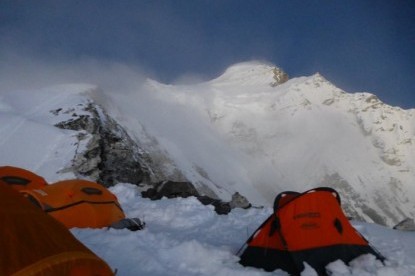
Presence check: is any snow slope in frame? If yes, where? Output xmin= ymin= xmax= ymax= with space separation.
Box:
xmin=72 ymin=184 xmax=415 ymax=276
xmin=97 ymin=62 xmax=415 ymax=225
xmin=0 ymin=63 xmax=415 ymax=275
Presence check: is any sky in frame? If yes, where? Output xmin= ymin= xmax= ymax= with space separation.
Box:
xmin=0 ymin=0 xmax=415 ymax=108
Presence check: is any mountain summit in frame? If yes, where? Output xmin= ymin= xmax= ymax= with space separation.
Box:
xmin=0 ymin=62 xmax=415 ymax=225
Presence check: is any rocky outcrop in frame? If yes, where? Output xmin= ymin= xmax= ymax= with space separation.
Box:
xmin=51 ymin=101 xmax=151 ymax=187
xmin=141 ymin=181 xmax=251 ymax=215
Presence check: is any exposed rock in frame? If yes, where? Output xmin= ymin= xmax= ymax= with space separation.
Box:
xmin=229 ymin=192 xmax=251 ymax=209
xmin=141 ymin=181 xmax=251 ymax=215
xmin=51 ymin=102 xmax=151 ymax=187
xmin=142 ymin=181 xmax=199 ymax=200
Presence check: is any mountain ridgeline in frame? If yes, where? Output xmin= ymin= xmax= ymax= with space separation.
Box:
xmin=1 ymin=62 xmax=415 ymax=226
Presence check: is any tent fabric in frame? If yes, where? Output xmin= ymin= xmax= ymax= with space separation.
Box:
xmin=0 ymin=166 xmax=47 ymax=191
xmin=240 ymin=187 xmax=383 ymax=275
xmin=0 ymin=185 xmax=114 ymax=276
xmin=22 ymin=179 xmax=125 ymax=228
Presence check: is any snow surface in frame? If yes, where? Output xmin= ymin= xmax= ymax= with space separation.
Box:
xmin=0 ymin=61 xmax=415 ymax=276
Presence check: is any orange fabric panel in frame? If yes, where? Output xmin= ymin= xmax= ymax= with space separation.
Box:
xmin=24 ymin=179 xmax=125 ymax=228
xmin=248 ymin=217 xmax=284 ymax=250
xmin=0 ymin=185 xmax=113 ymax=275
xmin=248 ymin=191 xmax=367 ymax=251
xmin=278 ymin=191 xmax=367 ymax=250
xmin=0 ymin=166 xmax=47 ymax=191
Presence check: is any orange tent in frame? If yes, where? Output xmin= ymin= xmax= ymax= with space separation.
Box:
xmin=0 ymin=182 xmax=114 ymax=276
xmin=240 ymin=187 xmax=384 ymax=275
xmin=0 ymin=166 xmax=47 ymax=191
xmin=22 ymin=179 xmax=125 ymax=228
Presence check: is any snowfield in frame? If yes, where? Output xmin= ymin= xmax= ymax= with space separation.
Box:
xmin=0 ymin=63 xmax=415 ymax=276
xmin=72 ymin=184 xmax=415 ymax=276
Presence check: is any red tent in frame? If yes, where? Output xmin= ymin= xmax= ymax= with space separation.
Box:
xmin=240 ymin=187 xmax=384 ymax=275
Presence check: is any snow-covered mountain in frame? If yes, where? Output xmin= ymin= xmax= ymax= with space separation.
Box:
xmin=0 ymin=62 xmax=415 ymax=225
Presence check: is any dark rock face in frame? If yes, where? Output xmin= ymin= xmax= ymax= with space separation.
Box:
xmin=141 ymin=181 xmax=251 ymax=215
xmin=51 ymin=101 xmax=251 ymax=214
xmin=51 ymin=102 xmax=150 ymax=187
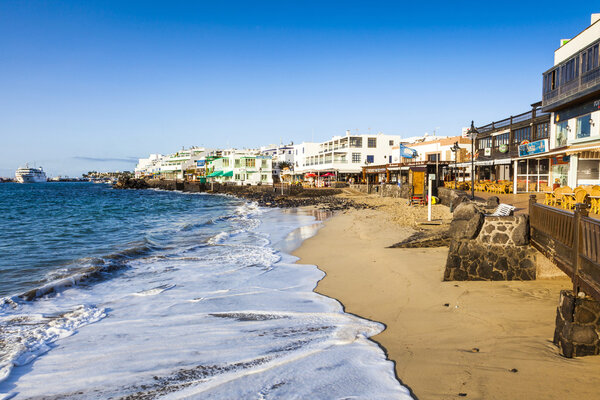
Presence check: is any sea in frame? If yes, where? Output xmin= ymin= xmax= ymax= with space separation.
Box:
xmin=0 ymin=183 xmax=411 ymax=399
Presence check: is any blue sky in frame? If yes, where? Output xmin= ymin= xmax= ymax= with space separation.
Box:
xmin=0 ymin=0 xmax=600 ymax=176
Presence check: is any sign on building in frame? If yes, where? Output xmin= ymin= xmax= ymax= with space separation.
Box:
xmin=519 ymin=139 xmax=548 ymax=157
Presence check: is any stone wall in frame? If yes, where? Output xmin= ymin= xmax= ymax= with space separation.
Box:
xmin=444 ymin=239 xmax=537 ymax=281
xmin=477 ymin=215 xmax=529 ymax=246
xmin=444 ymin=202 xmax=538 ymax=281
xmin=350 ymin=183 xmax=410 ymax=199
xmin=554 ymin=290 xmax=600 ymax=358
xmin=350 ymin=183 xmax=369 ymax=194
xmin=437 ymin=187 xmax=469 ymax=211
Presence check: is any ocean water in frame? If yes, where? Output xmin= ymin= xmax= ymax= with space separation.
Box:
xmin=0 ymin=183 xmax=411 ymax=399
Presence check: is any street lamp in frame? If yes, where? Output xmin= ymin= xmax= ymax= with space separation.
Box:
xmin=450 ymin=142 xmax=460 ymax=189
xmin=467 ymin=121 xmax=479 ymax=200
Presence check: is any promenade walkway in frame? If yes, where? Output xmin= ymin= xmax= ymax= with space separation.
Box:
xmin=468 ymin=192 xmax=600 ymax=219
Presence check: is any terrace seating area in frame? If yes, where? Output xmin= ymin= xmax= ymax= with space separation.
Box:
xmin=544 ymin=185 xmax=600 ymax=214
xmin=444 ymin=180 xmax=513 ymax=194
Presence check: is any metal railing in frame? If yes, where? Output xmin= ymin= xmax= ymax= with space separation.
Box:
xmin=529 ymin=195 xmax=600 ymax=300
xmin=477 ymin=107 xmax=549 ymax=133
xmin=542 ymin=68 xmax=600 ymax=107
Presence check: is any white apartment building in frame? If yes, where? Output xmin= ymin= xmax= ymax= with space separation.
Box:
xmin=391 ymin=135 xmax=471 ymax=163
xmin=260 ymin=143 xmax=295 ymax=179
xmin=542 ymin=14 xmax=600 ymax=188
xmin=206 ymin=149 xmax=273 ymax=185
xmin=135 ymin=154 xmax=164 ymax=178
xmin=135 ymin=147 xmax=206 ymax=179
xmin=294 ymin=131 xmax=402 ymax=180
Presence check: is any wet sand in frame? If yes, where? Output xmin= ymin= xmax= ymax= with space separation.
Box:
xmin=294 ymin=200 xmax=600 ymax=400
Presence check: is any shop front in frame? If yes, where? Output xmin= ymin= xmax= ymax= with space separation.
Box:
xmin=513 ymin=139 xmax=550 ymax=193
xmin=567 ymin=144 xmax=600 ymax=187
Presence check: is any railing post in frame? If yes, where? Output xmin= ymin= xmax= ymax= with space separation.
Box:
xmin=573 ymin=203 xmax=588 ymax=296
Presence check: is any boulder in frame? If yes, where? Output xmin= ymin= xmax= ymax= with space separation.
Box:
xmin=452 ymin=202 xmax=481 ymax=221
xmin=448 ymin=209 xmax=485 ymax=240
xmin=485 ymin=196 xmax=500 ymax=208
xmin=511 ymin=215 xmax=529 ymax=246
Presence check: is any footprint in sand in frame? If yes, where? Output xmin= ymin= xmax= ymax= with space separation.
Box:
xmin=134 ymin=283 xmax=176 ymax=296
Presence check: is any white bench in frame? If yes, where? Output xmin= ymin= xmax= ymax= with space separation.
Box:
* * * * * * *
§ **Polecenie**: Przepisz cały powyższy materiał, zastępując każde wystąpienie „Presence check” wyrażeniem „Detection check” i nie zmieniając niczego poza tym. Obrazy pomiń w odpowiedzi.

§ **Odpowiedź**:
Detection check: is any snow slope in frame? If yes, where? Output xmin= ymin= xmax= ymax= with space separation.
Box:
xmin=72 ymin=184 xmax=415 ymax=276
xmin=97 ymin=62 xmax=415 ymax=225
xmin=0 ymin=63 xmax=415 ymax=275
Detection check: is any sky in frame? If yes, where? Output xmin= ymin= xmax= ymax= with space separation.
Box:
xmin=0 ymin=0 xmax=415 ymax=108
Detection check: is any mountain summit in frame? If yes, where? Output xmin= ymin= xmax= ymax= with space separation.
Box:
xmin=0 ymin=62 xmax=415 ymax=225
Detection check: is any rocky outcrop in frame? If yes, where? Output xmin= ymin= xmax= ymax= with space separation.
Box:
xmin=51 ymin=101 xmax=151 ymax=187
xmin=141 ymin=181 xmax=251 ymax=215
Detection check: is any exposed rock in frame? If yes, where? Output xmin= ymin= xmax= ymax= with space separation.
Box:
xmin=229 ymin=192 xmax=251 ymax=209
xmin=141 ymin=181 xmax=251 ymax=215
xmin=51 ymin=102 xmax=151 ymax=187
xmin=142 ymin=181 xmax=199 ymax=200
Detection check: is any mountain ridgeline in frame? If yes, where? Output xmin= ymin= xmax= ymax= with space separation.
Box:
xmin=1 ymin=62 xmax=415 ymax=226
Detection check: is any tent fabric in frame? If yes, where? Output xmin= ymin= xmax= ymax= with space separation.
Box:
xmin=0 ymin=166 xmax=47 ymax=191
xmin=240 ymin=187 xmax=383 ymax=275
xmin=0 ymin=185 xmax=114 ymax=276
xmin=22 ymin=179 xmax=125 ymax=228
Detection check: is any snow surface in frame? If yes, where? Output xmin= ymin= xmax= ymax= with space separation.
Box:
xmin=0 ymin=61 xmax=415 ymax=276
Detection check: is any orange fabric panel in frame? If yes, where? Output xmin= ymin= xmax= ymax= with space separation.
Box:
xmin=24 ymin=179 xmax=125 ymax=228
xmin=248 ymin=217 xmax=284 ymax=250
xmin=0 ymin=185 xmax=113 ymax=275
xmin=248 ymin=191 xmax=367 ymax=251
xmin=278 ymin=191 xmax=367 ymax=250
xmin=0 ymin=166 xmax=47 ymax=191
Detection check: is any orange tent in frame? If yes, where? Output xmin= ymin= xmax= ymax= with space separation.
Box:
xmin=0 ymin=182 xmax=114 ymax=276
xmin=240 ymin=187 xmax=384 ymax=275
xmin=0 ymin=166 xmax=47 ymax=191
xmin=22 ymin=179 xmax=125 ymax=228
Detection check: is any snowfield in frame? If yes, where? Output xmin= ymin= xmax= ymax= with space separation.
Box:
xmin=0 ymin=63 xmax=415 ymax=276
xmin=72 ymin=184 xmax=415 ymax=276
Detection check: is any red tent in frame? If yes, where? Output xmin= ymin= xmax= ymax= with space separation.
Box:
xmin=240 ymin=187 xmax=384 ymax=275
Detection check: is any snow-covered mountain in frame? If yes, where? Output xmin= ymin= xmax= ymax= with space separation.
Box:
xmin=0 ymin=62 xmax=415 ymax=225
Detection check: is any dark rock face in frame? If yes, where? Output xmin= ymin= xmax= ymax= with space separation.
Box:
xmin=141 ymin=181 xmax=251 ymax=215
xmin=51 ymin=101 xmax=251 ymax=214
xmin=51 ymin=102 xmax=150 ymax=187
Detection check: is any sea in frame? If yes, where? Output xmin= ymin= xmax= ymax= with space separation.
Box:
xmin=0 ymin=183 xmax=411 ymax=399
Detection check: is any blue sky in frame? If yes, where? Output xmin= ymin= xmax= ymax= with space separation.
Box:
xmin=0 ymin=0 xmax=600 ymax=176
Detection check: is any sign on building in frame? If yes, where? Output xmin= ymin= xmax= ymax= with space separation.
Box:
xmin=519 ymin=139 xmax=548 ymax=157
Detection check: is any stone wall in frame? If yes, where? Output xmin= ymin= xmax= ymax= with space separation.
Box:
xmin=444 ymin=239 xmax=537 ymax=281
xmin=477 ymin=215 xmax=529 ymax=246
xmin=444 ymin=202 xmax=538 ymax=281
xmin=350 ymin=183 xmax=410 ymax=199
xmin=554 ymin=290 xmax=600 ymax=358
xmin=350 ymin=183 xmax=369 ymax=194
xmin=437 ymin=187 xmax=469 ymax=211
Detection check: is any ocean water in frame? If yes, where? Output xmin= ymin= xmax= ymax= with space separation.
Box:
xmin=0 ymin=183 xmax=411 ymax=399
Detection check: is any street lamp in frame? If yes, where? Output xmin= ymin= xmax= ymax= with space separation.
Box:
xmin=450 ymin=142 xmax=460 ymax=189
xmin=467 ymin=121 xmax=479 ymax=200
Detection check: is any promenade walkway in frame? If yes, where? Output xmin= ymin= xmax= ymax= with space separation.
Box:
xmin=468 ymin=192 xmax=600 ymax=219
Detection check: is any terrace seating area in frame? If yes, where? Output xmin= ymin= xmax= ymax= with space separation.
Box:
xmin=544 ymin=185 xmax=600 ymax=214
xmin=444 ymin=180 xmax=513 ymax=194
Detection check: is any metal railing in frame? If yes, where? Output xmin= ymin= xmax= ymax= with space separation.
Box:
xmin=529 ymin=195 xmax=600 ymax=300
xmin=477 ymin=107 xmax=549 ymax=133
xmin=542 ymin=68 xmax=600 ymax=107
Detection check: is any white apartment building in frame? If yes, where? Output xmin= ymin= xmax= ymax= with space separation.
Box:
xmin=391 ymin=135 xmax=471 ymax=163
xmin=260 ymin=143 xmax=295 ymax=179
xmin=542 ymin=14 xmax=600 ymax=188
xmin=206 ymin=149 xmax=273 ymax=185
xmin=135 ymin=154 xmax=164 ymax=178
xmin=135 ymin=147 xmax=206 ymax=179
xmin=294 ymin=131 xmax=402 ymax=180
Detection check: is any wet sand in frame? If yes, where? Output xmin= ymin= xmax= ymax= with space separation.
Box:
xmin=294 ymin=200 xmax=600 ymax=400
Detection check: is any shop front in frame? If yes, where? Output xmin= ymin= xmax= ymax= with space separation.
Box:
xmin=513 ymin=139 xmax=550 ymax=193
xmin=567 ymin=144 xmax=600 ymax=187
Detection check: is any railing post in frame? If yes, where? Output xmin= ymin= xmax= ymax= with space separation.
Box:
xmin=573 ymin=203 xmax=588 ymax=296
Detection check: is any boulder in frame? If yes, where? Output xmin= ymin= xmax= ymax= with space separation.
Box:
xmin=452 ymin=202 xmax=481 ymax=221
xmin=448 ymin=209 xmax=485 ymax=240
xmin=485 ymin=196 xmax=500 ymax=208
xmin=511 ymin=215 xmax=529 ymax=246
Detection check: is any footprint in sand in frame? If yes, where? Output xmin= ymin= xmax= ymax= with space separation.
Box:
xmin=134 ymin=283 xmax=176 ymax=296
Detection check: is any white bench in frame? If yes, where? Output xmin= ymin= xmax= ymax= with space separation.
Box:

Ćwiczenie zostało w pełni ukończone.